> _任務_:
**A.** 在這篇談有機化合物命名用字的摘錄中,徐壽與英國傳教士傅蘭雅合作翻譯的是哪一本書?
**B.** 找出記錄中含有字串"stage"的每一行,逐行抄出。比對時須區分大小寫。

輪、困還是苯?——有機化合物命名用字音譯原則之由來

於有機化合物來說,有機物類型名稱、重要芳香母核與雜環母核的名稱是基本辭彙。它們多數也是以音譯方法構成形聲字來命名的,如芳香族的苯(benzene)、萘(naphthalene)、蒽(anthracene)、菲(phenanthrene);含有氮的胺(amines)、肼(hydrazines)、腙(hydrazones)、肟(oximes);雜環的呋喃(furan)、嘌呤(purine)、嘧啶(pyrimidine)等。

大家可能知道,我國化學家徐壽最早提出元素譯名的單字音譯原則。在與英國傳教士傅蘭雅合作翻譯的《化學鑒原》(1871)一書中,徐壽在「華字命名」一節寫道:「西國質名字多音繁,翻譯華文,不能盡葉。今惟以一字為原質之名……取羅馬文之音首,譯一華字,首音不合,則用次音,並加偏旁以別其類,而讀仍本音。」這幾句話,寥寥數筆,讀起來頗為簡單,但展現了譯名創製者的卓越智慧,在當時實屬難能可貴。

> _點標註集的條目_:
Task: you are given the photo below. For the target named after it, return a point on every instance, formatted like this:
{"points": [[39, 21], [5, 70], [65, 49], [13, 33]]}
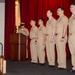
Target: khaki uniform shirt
{"points": [[50, 25], [33, 32], [24, 31], [61, 22], [41, 32], [72, 24]]}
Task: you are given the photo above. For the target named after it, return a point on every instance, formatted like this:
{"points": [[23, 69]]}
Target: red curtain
{"points": [[30, 9], [9, 23], [34, 9]]}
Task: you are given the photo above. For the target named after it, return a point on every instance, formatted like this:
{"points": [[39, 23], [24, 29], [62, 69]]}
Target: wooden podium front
{"points": [[17, 46]]}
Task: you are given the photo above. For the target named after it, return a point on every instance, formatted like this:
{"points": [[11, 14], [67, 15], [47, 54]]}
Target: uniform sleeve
{"points": [[65, 21], [54, 24]]}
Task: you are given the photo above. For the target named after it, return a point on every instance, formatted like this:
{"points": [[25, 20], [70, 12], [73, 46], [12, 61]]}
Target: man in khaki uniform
{"points": [[33, 43], [61, 38], [25, 32], [50, 38], [72, 36], [41, 41]]}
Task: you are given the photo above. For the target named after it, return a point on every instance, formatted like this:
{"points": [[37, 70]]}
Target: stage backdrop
{"points": [[31, 9], [2, 24], [35, 9]]}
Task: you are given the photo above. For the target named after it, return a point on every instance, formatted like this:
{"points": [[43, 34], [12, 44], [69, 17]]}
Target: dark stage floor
{"points": [[26, 68]]}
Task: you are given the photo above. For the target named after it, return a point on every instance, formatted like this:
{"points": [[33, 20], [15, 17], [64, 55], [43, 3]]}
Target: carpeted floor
{"points": [[26, 68]]}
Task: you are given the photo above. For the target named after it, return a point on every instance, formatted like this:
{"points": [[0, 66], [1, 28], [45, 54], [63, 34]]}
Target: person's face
{"points": [[72, 8], [49, 14], [22, 26], [32, 23], [40, 22], [59, 12]]}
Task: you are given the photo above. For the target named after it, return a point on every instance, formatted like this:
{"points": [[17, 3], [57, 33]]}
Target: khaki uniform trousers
{"points": [[41, 51], [71, 42], [33, 48], [50, 50], [61, 51]]}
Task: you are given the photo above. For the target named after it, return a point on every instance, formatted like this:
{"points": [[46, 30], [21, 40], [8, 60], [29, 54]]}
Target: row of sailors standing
{"points": [[55, 32]]}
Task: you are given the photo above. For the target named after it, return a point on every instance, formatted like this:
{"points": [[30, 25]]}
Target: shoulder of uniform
{"points": [[66, 17]]}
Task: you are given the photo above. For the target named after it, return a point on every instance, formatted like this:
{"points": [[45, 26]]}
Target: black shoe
{"points": [[72, 70], [50, 66], [60, 68]]}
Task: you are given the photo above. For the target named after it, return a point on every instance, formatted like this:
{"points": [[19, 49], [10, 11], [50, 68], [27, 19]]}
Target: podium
{"points": [[17, 46]]}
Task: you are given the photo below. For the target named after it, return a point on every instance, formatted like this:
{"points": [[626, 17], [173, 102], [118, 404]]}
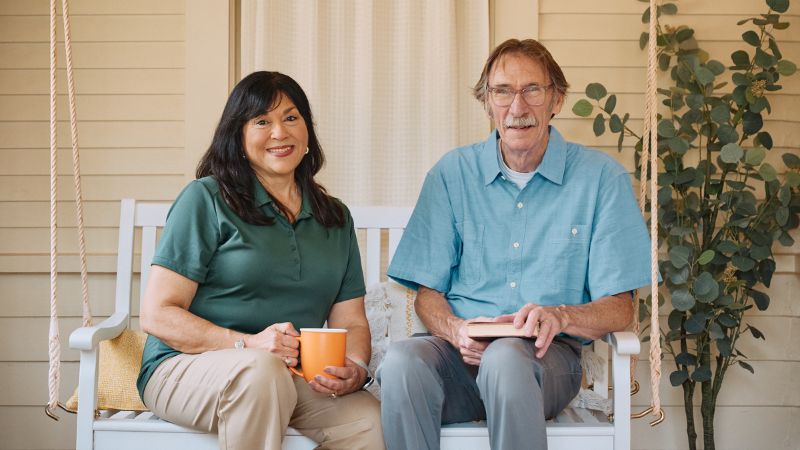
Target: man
{"points": [[525, 228]]}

> _答案_:
**A.** 《化學鑒原》(1871)。

**B.**
Target: stage backdrop
Target: dark stage floor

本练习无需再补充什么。